Transcreve sem alterações a passagem do excerto sobre os cemitérios públicos que vai de «Em 1787, Pina» a «cidade de Lisboa.», ambos incluídos.

## Excerto de origem
.....
Em 1787, Pina Manique nomeou uma equipa de juristas e médicos para procederem à observação das condições em que se faziam os enterramentos em Lisboa, acabando o Intendente por propor a criação de cemitérios públicos na cidade de Lisboa.
Contudo, só em 1835, pelo Decreto de 21 de Setembro, de Rodrigo da Fonseca Magalhães se determinou que «em todas as Povoações serão estabelecidos cemitérios públicos para neles se enterrarem os mortos.»
No preâmbulo, o legislador explica que uma das razões que conduzira ao insucesso das anteriores iniciativas se prendia com o facto de «a autoridade que vedava os enterros nos templos, não tornava efectivos os estabelecimentos dos cemitérios, ou apenas lhes designava porções de terreno, abertos, e devassados por animais, com escândalo dos fiéis.» Por outro lado, continuava o legislador, «a ignorância da Idade Média transformou [o enterro nas igrejas] em dever de religião, cedendo a sugestões insidiosas dos que derramavam a fatal crença de que alcançariam a glória das almas aqueles cujos corpos jazessem em companhia das imagens dos Santos, dentro dos templos sagrados.»
.....
## Itens fornecidos
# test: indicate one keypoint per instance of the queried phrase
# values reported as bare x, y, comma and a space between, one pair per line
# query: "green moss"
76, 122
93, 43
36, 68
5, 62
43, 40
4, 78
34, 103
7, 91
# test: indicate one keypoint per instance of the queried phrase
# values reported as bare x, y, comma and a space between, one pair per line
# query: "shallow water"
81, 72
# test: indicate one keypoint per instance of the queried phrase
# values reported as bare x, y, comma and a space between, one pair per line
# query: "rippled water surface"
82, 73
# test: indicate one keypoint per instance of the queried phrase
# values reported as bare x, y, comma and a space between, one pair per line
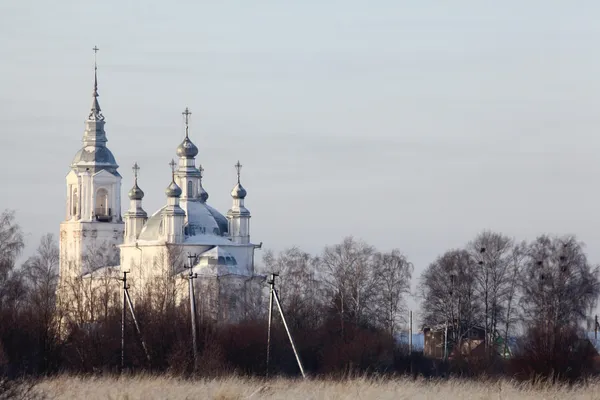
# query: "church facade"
98, 243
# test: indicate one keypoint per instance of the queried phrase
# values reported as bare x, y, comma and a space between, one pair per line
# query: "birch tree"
394, 273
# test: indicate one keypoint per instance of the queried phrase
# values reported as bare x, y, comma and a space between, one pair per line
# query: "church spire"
238, 191
95, 112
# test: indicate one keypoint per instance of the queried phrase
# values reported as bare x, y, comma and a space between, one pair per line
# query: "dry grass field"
161, 387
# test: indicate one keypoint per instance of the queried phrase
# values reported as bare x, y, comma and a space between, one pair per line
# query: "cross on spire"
95, 52
136, 169
172, 165
96, 112
187, 114
238, 168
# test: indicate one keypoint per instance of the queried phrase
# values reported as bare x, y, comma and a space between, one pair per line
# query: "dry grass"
161, 387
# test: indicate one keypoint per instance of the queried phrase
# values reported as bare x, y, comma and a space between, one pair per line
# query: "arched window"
103, 211
74, 202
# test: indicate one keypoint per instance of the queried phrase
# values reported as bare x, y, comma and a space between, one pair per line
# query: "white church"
99, 242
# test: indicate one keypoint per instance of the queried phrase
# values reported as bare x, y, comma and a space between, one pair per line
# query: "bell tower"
93, 225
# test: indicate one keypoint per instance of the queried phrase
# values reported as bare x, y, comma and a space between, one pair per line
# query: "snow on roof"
218, 262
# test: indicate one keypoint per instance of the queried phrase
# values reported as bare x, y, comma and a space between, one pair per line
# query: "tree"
11, 245
299, 288
394, 273
494, 255
558, 284
448, 290
351, 281
40, 273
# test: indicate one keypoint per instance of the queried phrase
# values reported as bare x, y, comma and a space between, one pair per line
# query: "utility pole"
410, 332
190, 277
273, 295
446, 342
137, 326
127, 302
123, 316
271, 283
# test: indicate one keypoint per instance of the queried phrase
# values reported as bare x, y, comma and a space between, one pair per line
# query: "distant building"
435, 341
98, 243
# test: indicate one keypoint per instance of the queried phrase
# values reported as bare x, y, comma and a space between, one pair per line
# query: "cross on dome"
238, 168
136, 169
172, 165
96, 112
187, 114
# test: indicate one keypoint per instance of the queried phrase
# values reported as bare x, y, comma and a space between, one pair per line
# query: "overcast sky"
409, 124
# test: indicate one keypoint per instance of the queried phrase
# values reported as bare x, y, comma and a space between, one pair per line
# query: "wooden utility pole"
273, 295
190, 277
123, 317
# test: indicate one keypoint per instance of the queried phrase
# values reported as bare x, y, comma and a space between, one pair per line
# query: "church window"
102, 208
74, 202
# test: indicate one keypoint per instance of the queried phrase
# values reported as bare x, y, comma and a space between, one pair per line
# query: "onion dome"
136, 193
173, 190
202, 194
187, 149
238, 191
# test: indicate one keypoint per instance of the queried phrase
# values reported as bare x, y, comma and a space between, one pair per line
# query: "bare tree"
494, 255
300, 290
40, 272
394, 273
448, 290
350, 280
558, 284
11, 245
511, 316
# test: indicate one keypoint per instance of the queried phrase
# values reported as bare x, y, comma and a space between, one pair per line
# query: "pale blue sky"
408, 124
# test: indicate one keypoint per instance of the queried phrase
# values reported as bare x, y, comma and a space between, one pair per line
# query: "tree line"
345, 307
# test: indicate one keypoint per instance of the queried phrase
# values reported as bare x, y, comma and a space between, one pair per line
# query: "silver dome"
173, 190
238, 191
136, 193
187, 149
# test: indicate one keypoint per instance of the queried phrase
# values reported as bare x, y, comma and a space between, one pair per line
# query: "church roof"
218, 261
96, 158
203, 224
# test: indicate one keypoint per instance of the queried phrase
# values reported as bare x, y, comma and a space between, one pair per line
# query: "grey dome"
238, 191
202, 194
173, 190
136, 193
94, 154
187, 149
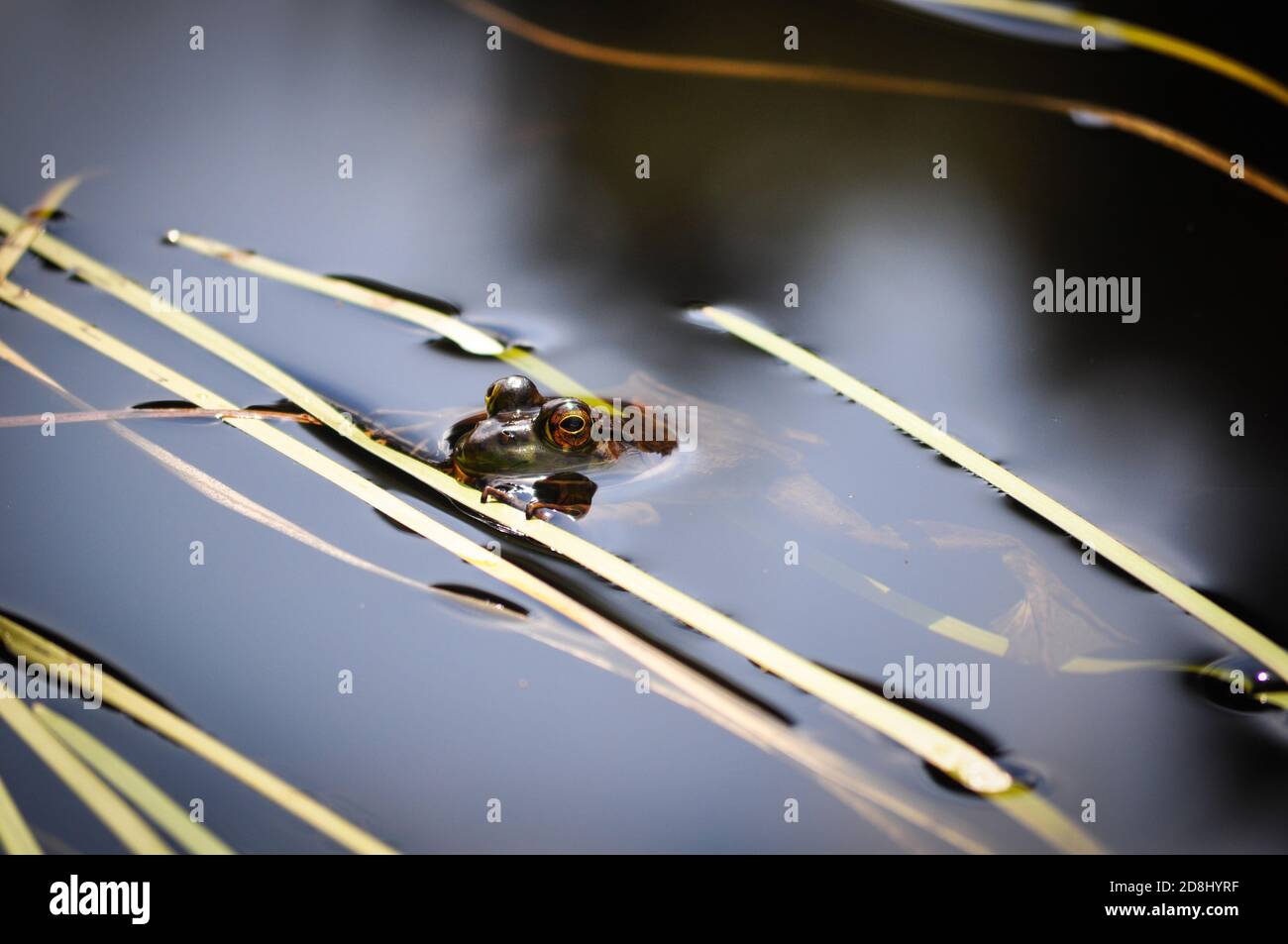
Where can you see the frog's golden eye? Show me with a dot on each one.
(568, 425)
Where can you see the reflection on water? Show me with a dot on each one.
(518, 170)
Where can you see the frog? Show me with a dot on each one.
(540, 454)
(532, 451)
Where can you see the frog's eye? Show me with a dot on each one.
(511, 393)
(568, 425)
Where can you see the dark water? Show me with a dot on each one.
(473, 167)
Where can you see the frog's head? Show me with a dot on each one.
(527, 436)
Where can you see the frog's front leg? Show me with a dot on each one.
(509, 493)
(566, 492)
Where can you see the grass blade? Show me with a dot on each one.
(16, 836)
(115, 813)
(171, 818)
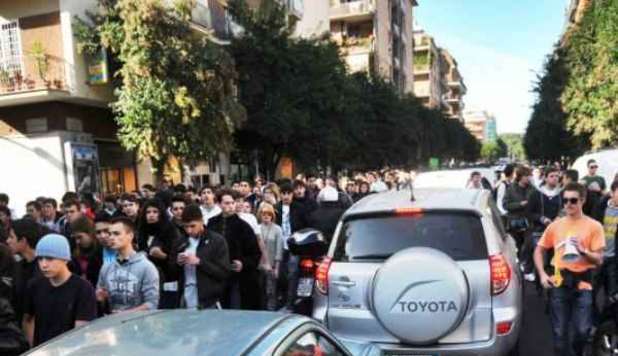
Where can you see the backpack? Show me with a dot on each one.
.....
## Resposta escrita
Em 1787, Pina Manique nomeou uma equipa de juristas e médicos para procederem à observação das condições em que se faziam os enterramentos em Lisboa, acabando o Intendente por propor a criação de cemitérios públicos na cidade de Lisboa.